▶ _Supplied information_
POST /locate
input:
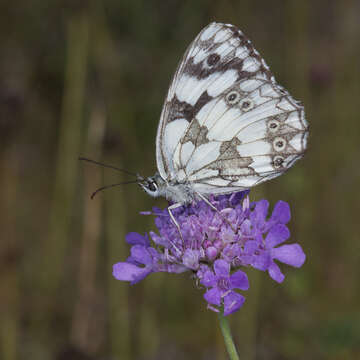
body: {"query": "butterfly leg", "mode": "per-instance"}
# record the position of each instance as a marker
(172, 207)
(202, 197)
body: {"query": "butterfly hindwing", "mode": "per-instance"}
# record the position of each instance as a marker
(226, 123)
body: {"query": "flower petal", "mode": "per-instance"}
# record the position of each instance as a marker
(233, 302)
(277, 235)
(129, 272)
(222, 268)
(292, 255)
(213, 296)
(208, 279)
(140, 254)
(258, 215)
(261, 261)
(239, 280)
(191, 259)
(281, 212)
(275, 273)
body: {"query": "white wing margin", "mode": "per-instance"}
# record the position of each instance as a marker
(226, 124)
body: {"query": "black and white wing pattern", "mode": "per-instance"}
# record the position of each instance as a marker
(226, 124)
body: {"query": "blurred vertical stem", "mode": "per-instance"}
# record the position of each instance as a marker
(69, 146)
(87, 331)
(229, 343)
(106, 60)
(9, 254)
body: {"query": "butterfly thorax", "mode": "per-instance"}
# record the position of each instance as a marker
(173, 191)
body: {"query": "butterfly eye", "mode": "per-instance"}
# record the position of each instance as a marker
(246, 104)
(279, 144)
(273, 125)
(232, 97)
(278, 161)
(152, 186)
(213, 59)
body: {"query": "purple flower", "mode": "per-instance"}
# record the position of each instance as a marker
(222, 285)
(215, 245)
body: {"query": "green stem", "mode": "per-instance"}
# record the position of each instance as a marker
(229, 343)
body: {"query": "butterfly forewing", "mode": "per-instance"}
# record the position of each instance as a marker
(226, 124)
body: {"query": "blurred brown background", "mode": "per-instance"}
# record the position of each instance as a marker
(89, 78)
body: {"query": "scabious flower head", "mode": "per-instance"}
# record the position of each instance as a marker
(216, 245)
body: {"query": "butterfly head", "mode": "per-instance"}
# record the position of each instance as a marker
(152, 185)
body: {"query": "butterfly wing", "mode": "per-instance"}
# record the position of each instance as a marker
(226, 124)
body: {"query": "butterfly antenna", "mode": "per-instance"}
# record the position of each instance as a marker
(108, 166)
(110, 186)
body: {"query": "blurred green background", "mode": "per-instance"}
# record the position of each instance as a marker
(89, 78)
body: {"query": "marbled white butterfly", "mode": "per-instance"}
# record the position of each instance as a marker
(226, 124)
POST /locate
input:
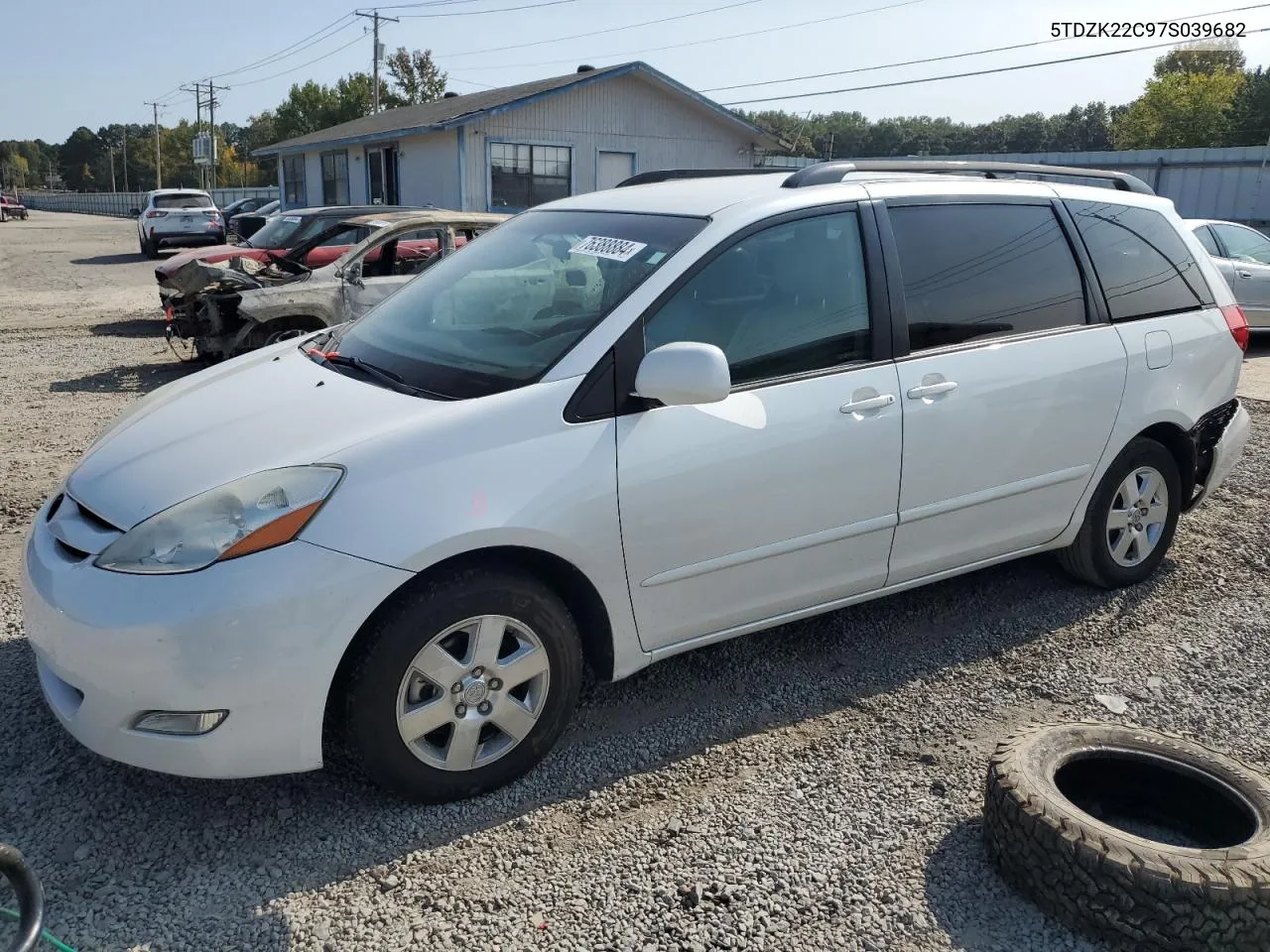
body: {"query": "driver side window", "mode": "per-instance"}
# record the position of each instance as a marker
(784, 301)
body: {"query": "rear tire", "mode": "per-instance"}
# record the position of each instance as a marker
(431, 667)
(1130, 520)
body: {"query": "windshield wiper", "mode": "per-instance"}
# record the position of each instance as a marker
(393, 381)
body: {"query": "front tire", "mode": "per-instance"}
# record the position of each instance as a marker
(461, 685)
(1130, 521)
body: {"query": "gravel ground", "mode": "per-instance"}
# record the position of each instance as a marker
(812, 787)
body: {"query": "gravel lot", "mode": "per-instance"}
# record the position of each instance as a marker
(812, 787)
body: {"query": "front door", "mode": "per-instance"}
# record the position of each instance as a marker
(1008, 394)
(781, 497)
(1248, 254)
(381, 167)
(612, 168)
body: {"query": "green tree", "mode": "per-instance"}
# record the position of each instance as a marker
(416, 76)
(1180, 111)
(1206, 58)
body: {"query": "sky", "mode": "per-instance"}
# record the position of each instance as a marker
(118, 56)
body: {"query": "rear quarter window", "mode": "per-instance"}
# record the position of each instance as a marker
(1143, 264)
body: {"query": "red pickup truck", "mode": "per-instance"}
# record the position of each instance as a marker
(12, 208)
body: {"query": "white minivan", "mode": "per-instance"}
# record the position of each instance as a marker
(619, 426)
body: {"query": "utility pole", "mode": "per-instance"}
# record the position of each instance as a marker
(211, 108)
(375, 17)
(158, 157)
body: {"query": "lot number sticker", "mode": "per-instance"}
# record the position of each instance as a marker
(613, 249)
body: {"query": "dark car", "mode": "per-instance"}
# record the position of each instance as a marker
(281, 234)
(244, 206)
(246, 223)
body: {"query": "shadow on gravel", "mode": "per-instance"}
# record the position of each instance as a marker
(130, 327)
(212, 855)
(975, 907)
(127, 258)
(137, 379)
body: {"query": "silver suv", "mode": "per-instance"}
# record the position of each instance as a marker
(178, 217)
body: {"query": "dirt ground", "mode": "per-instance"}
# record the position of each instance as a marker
(818, 785)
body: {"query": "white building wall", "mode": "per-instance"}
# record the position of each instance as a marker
(622, 114)
(429, 169)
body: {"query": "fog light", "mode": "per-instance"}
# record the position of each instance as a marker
(187, 722)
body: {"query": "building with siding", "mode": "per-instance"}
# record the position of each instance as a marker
(508, 149)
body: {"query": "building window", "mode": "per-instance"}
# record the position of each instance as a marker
(334, 178)
(294, 180)
(522, 177)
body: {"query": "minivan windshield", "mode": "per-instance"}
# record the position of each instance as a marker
(503, 309)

▶ _What the task requires_
Give every record again without changing a word. Exclude the pictures.

▶ _Answer section_
POST /locate
input:
body: {"query": "butterfly leg", "mode": "per-instance"}
# record the position of each instance as a marker
(172, 207)
(202, 197)
body: {"query": "butterfly hindwing", "mode": "per-instance"}
# record the position of each instance as a marker
(226, 123)
body: {"query": "flower petal", "mode": "per-instance"}
# record the position of each instance as a marker
(233, 302)
(277, 235)
(129, 272)
(222, 268)
(292, 255)
(213, 296)
(208, 279)
(140, 254)
(258, 215)
(261, 261)
(239, 280)
(191, 259)
(281, 212)
(275, 273)
body: {"query": "white wing margin", "mode": "per-instance"}
# record the position of each instance as a marker
(226, 124)
body: {"query": "black and white wing pattern", "mode": "per-instance"}
# record the position of each instance as a marker
(226, 124)
body: {"query": "blurred vertical stem", "mode": "per-instance"}
# record the position of each instance as a marker
(69, 146)
(87, 331)
(229, 343)
(106, 60)
(9, 254)
body: {"query": "butterfly thorax", "mode": "per-instance"}
# record the position of each instance as a marker
(173, 191)
body: {"query": "butterfly eye", "mode": "per-instance"}
# record the position of each instance as a marker
(246, 104)
(279, 144)
(273, 125)
(232, 97)
(278, 161)
(152, 186)
(213, 59)
body: {"query": "purple flower", "mode": "per-instance"}
# record the position of each instance as a marker
(222, 285)
(215, 245)
body: {"query": "green stem", "mode": "per-instance"}
# record the position of each instance as a marker
(229, 343)
body: {"query": "butterfly forewing", "mode": "per-instance"}
# record the position of each instance as a marker
(226, 124)
body: {"query": "blurred brown background", "mode": "per-instance"}
# record the position of each instance as a marker
(89, 78)
body: {"query": "scabious flower head", "mode": "per-instance"}
# record the position of each instance as a marker
(216, 245)
body: {"query": "butterfly head", "mode": "per-instance"}
# record the position of each instance as a marker
(152, 185)
body: {"query": "butterfly wing", "mode": "per-instance"}
# record the position of each instance as a marker
(226, 124)
body: {"query": "butterfly antenna", "mode": "per-instance"}
# record the position of each instance as a marker
(108, 166)
(110, 186)
body: {"query": "blurred green background", "mode": "per-instance"}
# record the position of each instance as a marker
(89, 78)
body: {"query": "marbled white butterfly", "mode": "per-instance"}
# record the position of each instance as a marker
(226, 124)
POST /locate
input:
body: {"query": "driver side window", "mode": "per-instance"}
# record the position of each instance as a marker
(784, 301)
body: {"query": "rear tire", "mode": "per-instance"}
# record the position of each instance as a marker
(431, 667)
(1130, 520)
body: {"query": "windshield wiper", "mode": "per-instance"}
# record the position of each instance as a marker
(393, 381)
body: {"query": "front tire", "mode": "per-instance"}
# record the position of each instance as a marker
(461, 685)
(1130, 521)
body: {"query": "gravel ground", "mode": "per-instance"}
# record the position of each instance as a marker
(812, 787)
body: {"query": "gravel lot", "mode": "per-instance"}
# record the position of each instance as a marker
(812, 787)
body: {"query": "front door", "mode": "per-instance"}
# record the position of each instance as a marker
(1008, 394)
(781, 497)
(1248, 254)
(381, 167)
(612, 168)
body: {"query": "green tree", "mode": "per-instance"}
# record the position of each instance as a marker
(416, 76)
(1180, 111)
(1206, 58)
body: {"query": "sky", "mode": "per-instance"}
# record the position of each instance as a marker
(118, 56)
body: {"query": "rear quarter window", "mode": "per-instance"}
# record the position of each instance as a marker
(1143, 264)
body: {"query": "red pickup truck", "mode": "per-instance"}
# record the position of each instance as a marker
(12, 208)
body: {"query": "white minivan", "mode": "per-instance"}
# record the position of each instance as a marker
(619, 426)
body: {"query": "utility pole", "mode": "per-instance"}
# record the position of each instance as a marker
(211, 108)
(375, 17)
(158, 157)
body: {"query": "lot number sticker", "mode": "per-instance"}
# record the position of each instance as a marker
(613, 249)
body: {"query": "dark car", "mode": "per-instance"}
# record the position of each instance as a marker
(281, 234)
(244, 206)
(246, 223)
body: {"query": "shadow on gravel", "mode": "per-instance"}
# record the position of each instance as a marker
(130, 327)
(212, 855)
(975, 907)
(127, 258)
(137, 379)
body: {"query": "silver suv", "mode": "per-instance"}
# record the position of each instance as a marker
(178, 217)
body: {"query": "dirt ground", "mode": "per-instance"}
# record the position of each instance as a marker
(818, 785)
body: {"query": "white building wall", "mode": "per-instance"}
# record the position of each instance as a marker
(622, 114)
(429, 169)
body: {"query": "fog light", "mode": "per-instance"}
# record the position of each instance as a marker
(187, 722)
body: {"query": "building with siding", "mode": "per-instance"}
# record the position of each instance as a marker
(508, 149)
body: {"query": "building window", "mode": "per-instance"}
# record the position of each instance as a marker
(334, 178)
(294, 180)
(522, 177)
body: {"query": "minivan windshield", "mode": "per-instance"}
# record the position of each instance as a marker
(503, 309)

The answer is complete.